▸ Vorliegender Text
+ + + +

Michael Backfisch, Politik-Korrespondent
Michael Backfisch, Politik-Korrespondent © Reto Klar

Trump: Welche Geheimdokumente lagerten in seinem Tresor?

Dabei sprechen die Indizien gegen ihn. Dass Justizminister Merrick Garland beantragt hat, den Durchsuchungsbeschluss zu veröffentlichen, ist höchst ungewöhnlich. Dies legt nahe, dass in Trumps Anwesen in Mar-a-Lago brisante Schriftstücke lagern. Nach Angaben der „Washington Post“ soll es sich dabei auch um Top-Secret-Papiere zu Atomwaffen handeln. Nicht auszuschließen, dass es auch um Absprachen mit dem russischen Präsidenten Wladimir Putin geht, den Trump in seiner aktiven Zeit immer mit Samthandschuhen angefasst hat.

Es ist beunruhigend, dass Trumps Kalkül der Skandalisierung aufzugehen scheint. Nach einer Umfrage der „New York Times“ war die Hälfte der Republikaner-Wähler vor ein paar Wochen bereit, ihrem früheren Idol den Rücken zu kehren. Heute glauben 75 Prozent von ihnen, dass Trumps politische Gegner hinter der FBI-Razzia stünden und nicht die unabhängige Justiz. Die Aktion ist Wasser auf die Mühlen des Wutpolitikers.

+ + + +

▸ Gespeicherte Daten
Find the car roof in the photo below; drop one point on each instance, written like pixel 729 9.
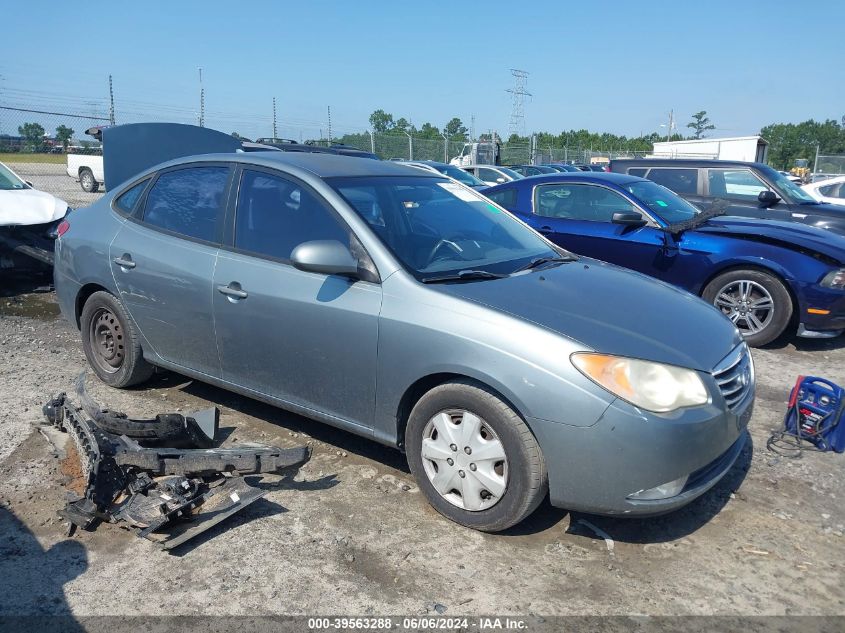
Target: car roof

+ + + +

▸ Aufgabenstellung
Wiederhole aus dem Text über die Durchsuchung bei Trump alles von „Es ist beunruhigend, dass“ bis hinunter zu „Mühlen des Wutpolitikers.“ wortgetreu. Die Zeilen haben mit dem Text inhaltlich nichts zu tun.

▸ Lösung
Es ist beunruhigend, dass Trumps Kalkül der Skandalisierung aufzugehen scheint. Nach einer Umfrage der „New York Times“ war die Hälfte der Republikaner-Wähler vor ein paar Wochen bereit, ihrem früheren Idol den Rücken zu kehren. Heute glauben 75 Prozent von ihnen, dass Trumps politische Gegner hinter der FBI-Razzia stünden und nicht die unabhängige Justiz. Die Aktion ist Wasser auf die Mühlen des Wutpolitikers.